ФРАГМЕНТ ИСТОЧНИКА:
------------------------------------------------

Подобные артефакты в представлении древних скандинавов приносили вместе с собой добрых духов, берёгших их дома в стране, где они жили раньше. Они могли способствовать тому, что злые духи новой, пока ещё чужой земли не будут им мешать в их начинаниях, а добрые помогут лучше устроится на новом месте. Возможно речь ещё шла об определённого рода сакральной легитимизации права на владение данным участком земли. К тому же, особенно когда речь идёт о столбах, помещавшихся позади главного сиденья в зале, такие действия несомненно означали почтение к богам. Так, например, Хьёрлейв никогда, в отличие от Ингольва, не почитал богов и не приносил им жертвы. Когда он погибает, то Landnámabók (произведение, созданное уже в христианские времена) вкладывает в уста его следующую фразу: «Печальный конец для воина, если его убивают рабы, но, по моему опыту, такие вещи всегда случаются с людьми, не приносящими жертв богам» (Landb., 8). Общество не отвергало таких людей — Хьёрлейв считался всё-таки могучим воином, — но определённое моральное осуждение такого поведения всё-таки имело место быть.
Итак, сакральный элемент играл определённую роль в процессе взятия земли, но роль эта была тем не менее меньше, чем та, что присутствовала в восприятии бондами своих жилищ на континенте. Прежде всего опять же стоит отметить, что в Landnámabók речь идёт о самых именитых первопоселенцах, людях, считавшихся таковыми в двенадцатом веке. Число их довольно невелико и все они со своими родами обладают высоким статусом в глазах людей времени создания «Книги о взятии земли». Потомки персонажей книги принимают активное участие в политической и культурной жизни страны, часто контролируют годорд. Те хутора, что были, согласно источникам, заложены их праотцами, существуют, и там даже можно обнаружить те священные предметы, которые способствовали построению дома именно в данном месте — о столбах Ингольва, например, говорится, что их «до сих пор можно увидеть в зале, где Ингольв взял себе во владение целую область между рекой Ольвус, Хвальфьордом и рекой Оксар, огибающей все водопады» (Landb., 9).
Большинству же исландских хуторов такой сакральный ореол не присущ. В сагах можно найти множество примеров, когда герой меняет с лёгкостью место своего проживания, продаёт или покупает усадьбу, на что, кстати, обращал внимание Байок[67]. Такая лёгкость связана, видимо, с тем, что перемещение через океан на новую неизведанную землю нивелирует общее представление о священном смысле того или иного места.

------------------------------------------------

ЧТО НУЖНО СДЕЛАТЬ:
[A] Ответьте по тексту о заселении Исландии:
(i) Кто, в отличие от Ингольва, никогда не почитал богов и не приносил им жертвы?
(ii) Между какими реками и каким фьордом лежала область, которую Ингольв взял себе во владение?
(iii) На что, согласно тексту, обращал внимание Байок?
[B] Измените часть текста о заселении Исландии, начиная со слов «Большинству же исландских» и заканчивая словами «или иного места.», заменив «океан» на «море».

ПОКАЗАННЫЙ МАТЕРИАЛ:
------------------------------------------------

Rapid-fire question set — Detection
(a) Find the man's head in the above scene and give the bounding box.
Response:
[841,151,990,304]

------------------------------------------------

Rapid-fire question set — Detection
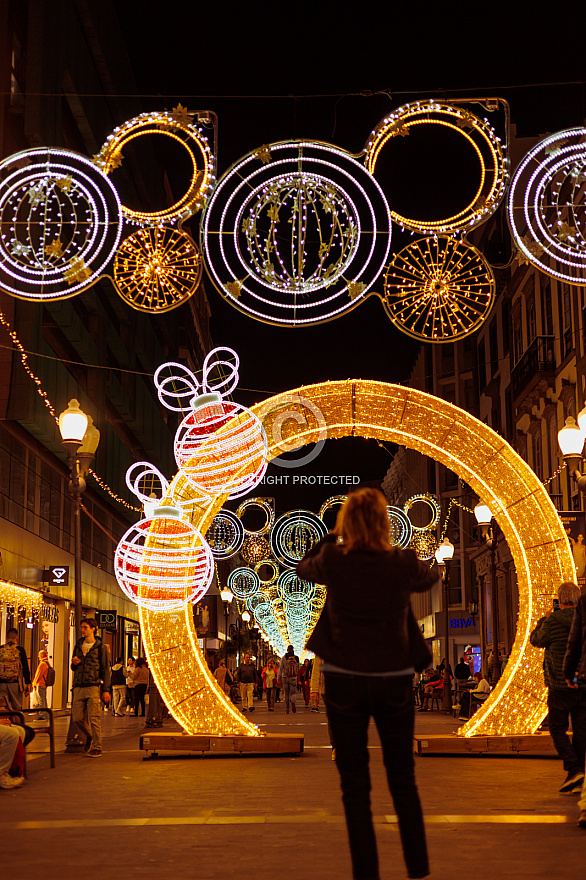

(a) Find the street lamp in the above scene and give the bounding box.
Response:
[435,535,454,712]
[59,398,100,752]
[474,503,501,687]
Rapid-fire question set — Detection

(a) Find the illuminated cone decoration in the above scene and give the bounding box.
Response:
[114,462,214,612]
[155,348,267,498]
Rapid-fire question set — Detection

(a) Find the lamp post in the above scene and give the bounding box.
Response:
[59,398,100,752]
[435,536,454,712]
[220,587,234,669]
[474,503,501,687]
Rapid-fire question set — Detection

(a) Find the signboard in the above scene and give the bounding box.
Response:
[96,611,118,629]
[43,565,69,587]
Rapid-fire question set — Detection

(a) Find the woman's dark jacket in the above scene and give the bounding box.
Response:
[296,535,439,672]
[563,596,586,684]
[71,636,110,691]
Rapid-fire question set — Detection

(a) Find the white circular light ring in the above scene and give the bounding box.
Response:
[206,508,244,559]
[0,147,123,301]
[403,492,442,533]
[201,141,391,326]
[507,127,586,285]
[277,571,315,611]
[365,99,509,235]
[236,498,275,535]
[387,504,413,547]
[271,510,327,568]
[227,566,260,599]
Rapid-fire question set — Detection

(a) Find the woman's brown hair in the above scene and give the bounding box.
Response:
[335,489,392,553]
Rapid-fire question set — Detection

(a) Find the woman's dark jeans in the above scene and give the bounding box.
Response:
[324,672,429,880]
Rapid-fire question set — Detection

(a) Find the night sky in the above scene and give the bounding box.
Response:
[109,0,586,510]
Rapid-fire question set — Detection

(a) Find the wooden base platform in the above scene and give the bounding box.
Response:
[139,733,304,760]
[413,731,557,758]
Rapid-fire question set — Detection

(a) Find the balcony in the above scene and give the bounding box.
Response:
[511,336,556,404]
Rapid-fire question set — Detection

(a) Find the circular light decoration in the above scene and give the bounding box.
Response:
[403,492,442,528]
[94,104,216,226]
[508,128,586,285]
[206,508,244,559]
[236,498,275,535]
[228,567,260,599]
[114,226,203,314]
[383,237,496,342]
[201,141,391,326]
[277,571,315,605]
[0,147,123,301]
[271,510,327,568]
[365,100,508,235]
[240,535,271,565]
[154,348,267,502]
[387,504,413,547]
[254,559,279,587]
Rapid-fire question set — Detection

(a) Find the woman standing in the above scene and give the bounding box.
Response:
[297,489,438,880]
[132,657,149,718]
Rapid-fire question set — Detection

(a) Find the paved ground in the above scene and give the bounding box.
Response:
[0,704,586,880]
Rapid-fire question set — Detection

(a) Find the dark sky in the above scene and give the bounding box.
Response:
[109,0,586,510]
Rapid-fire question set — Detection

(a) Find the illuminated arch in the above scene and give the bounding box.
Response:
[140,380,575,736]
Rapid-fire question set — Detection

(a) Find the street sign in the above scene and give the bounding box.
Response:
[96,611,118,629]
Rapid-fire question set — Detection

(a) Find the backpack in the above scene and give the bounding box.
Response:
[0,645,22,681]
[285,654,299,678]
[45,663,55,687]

------------------------------------------------

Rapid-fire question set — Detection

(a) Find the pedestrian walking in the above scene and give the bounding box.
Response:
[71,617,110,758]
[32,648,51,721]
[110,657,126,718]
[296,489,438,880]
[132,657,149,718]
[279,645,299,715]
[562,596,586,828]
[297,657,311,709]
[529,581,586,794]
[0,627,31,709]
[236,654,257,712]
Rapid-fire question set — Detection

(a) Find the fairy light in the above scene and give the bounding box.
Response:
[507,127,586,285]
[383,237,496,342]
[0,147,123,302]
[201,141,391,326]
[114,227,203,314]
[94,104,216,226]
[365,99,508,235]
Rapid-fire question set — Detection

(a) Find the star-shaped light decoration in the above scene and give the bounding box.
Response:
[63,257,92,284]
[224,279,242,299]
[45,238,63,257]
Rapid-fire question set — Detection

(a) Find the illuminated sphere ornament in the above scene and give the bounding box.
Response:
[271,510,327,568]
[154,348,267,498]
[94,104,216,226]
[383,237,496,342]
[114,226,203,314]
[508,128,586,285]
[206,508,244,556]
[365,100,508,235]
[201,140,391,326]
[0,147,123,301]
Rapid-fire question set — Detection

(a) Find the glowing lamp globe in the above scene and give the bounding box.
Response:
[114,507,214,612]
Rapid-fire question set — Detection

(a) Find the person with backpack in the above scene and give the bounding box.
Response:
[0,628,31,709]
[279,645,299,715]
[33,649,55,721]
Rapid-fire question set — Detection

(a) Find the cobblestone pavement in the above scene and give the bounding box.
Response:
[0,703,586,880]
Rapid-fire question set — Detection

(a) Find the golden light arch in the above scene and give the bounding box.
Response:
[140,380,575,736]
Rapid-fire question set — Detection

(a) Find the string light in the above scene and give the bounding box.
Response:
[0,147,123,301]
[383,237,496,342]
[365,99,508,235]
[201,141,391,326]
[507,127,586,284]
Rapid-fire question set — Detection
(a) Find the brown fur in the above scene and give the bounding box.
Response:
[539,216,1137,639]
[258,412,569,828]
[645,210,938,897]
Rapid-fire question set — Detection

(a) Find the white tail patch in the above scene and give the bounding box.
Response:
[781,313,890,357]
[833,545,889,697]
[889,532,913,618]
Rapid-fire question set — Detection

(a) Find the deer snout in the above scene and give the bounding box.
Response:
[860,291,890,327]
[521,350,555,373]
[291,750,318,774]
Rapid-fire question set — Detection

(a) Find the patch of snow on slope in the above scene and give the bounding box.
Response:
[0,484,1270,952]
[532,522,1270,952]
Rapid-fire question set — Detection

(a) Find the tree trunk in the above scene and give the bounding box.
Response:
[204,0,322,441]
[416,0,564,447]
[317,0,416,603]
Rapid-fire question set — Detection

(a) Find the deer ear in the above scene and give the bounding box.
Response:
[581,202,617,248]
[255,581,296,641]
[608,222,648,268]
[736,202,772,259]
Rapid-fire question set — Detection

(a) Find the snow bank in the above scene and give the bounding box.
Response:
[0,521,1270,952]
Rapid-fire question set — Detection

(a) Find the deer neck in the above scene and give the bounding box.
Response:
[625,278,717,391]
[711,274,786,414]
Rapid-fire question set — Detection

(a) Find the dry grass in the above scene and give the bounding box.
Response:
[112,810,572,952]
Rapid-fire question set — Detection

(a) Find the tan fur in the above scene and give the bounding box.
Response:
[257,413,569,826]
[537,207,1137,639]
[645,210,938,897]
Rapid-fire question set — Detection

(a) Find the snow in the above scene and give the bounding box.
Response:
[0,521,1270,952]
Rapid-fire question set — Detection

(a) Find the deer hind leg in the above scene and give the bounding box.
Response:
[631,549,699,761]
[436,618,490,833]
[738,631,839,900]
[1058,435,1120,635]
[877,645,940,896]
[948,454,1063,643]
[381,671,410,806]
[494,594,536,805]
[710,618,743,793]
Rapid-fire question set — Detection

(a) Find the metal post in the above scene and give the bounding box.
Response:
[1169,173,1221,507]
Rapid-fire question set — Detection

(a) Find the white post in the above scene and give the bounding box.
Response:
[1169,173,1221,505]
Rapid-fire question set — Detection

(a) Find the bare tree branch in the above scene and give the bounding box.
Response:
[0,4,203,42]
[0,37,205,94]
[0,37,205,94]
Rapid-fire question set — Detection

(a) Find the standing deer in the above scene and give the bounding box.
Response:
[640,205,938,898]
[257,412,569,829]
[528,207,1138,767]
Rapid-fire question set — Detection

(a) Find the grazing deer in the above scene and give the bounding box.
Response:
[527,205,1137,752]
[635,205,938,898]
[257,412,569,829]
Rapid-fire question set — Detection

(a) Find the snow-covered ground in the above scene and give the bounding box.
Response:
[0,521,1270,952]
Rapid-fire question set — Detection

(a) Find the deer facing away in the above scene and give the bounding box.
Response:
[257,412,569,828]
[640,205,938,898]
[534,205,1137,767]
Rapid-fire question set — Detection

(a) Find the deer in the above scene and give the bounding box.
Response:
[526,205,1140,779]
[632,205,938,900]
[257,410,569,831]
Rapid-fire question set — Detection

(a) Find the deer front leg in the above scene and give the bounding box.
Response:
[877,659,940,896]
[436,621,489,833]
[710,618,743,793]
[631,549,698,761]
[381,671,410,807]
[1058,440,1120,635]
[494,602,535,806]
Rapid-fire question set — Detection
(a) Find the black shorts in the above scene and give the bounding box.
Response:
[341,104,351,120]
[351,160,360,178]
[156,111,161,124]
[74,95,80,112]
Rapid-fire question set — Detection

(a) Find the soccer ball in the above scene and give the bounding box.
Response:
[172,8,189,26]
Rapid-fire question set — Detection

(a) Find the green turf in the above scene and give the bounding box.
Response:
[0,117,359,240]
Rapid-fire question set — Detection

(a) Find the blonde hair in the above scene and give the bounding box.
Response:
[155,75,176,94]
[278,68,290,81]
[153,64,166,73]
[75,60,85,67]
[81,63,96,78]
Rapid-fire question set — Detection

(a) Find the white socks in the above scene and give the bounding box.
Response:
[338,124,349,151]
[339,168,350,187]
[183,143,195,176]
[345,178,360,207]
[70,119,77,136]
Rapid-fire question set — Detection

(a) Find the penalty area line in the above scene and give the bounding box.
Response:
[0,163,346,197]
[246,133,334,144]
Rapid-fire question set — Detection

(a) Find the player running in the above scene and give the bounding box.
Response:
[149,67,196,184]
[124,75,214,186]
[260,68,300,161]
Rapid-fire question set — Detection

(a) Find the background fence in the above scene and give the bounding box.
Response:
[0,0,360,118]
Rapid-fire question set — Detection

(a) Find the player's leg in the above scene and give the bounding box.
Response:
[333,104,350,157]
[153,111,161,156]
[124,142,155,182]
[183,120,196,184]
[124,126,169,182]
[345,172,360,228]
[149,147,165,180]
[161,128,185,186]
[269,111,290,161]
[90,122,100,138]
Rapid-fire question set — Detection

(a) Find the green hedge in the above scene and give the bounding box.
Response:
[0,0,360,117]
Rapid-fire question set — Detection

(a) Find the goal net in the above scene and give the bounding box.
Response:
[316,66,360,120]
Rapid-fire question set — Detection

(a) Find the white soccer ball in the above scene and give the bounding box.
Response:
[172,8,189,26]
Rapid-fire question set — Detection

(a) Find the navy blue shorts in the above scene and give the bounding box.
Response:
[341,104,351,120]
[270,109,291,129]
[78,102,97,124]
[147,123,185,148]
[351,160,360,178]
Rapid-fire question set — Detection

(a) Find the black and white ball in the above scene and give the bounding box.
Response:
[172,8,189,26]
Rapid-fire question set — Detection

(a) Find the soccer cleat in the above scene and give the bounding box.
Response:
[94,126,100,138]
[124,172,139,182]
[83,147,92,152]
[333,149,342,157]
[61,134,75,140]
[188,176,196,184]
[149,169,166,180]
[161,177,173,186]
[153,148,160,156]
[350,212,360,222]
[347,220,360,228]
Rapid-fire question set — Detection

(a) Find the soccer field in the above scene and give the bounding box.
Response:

------------------------------------------------

ОТВЕТЫ:
[A]
(i) Хьёрлейв.
(ii) Между рекой Ольвус, Хвальфьордом и рекой Оксар.
(iii) На то, что в сагах герой с лёгкостью меняет место своего проживания, продаёт или покупает усадьбу.

[B]
Большинству же исландских хуторов такой сакральный ореол не присущ. В сагах можно найти множество примеров, когда герой меняет с лёгкостью место своего проживания, продаёт или покупает усадьбу, на что, кстати, обращал внимание Байок[67]. Такая лёгкость связана, видимо, с тем, что перемещение через море на новую неизведанную землю нивелирует общее представление о священном смысле того или иного места.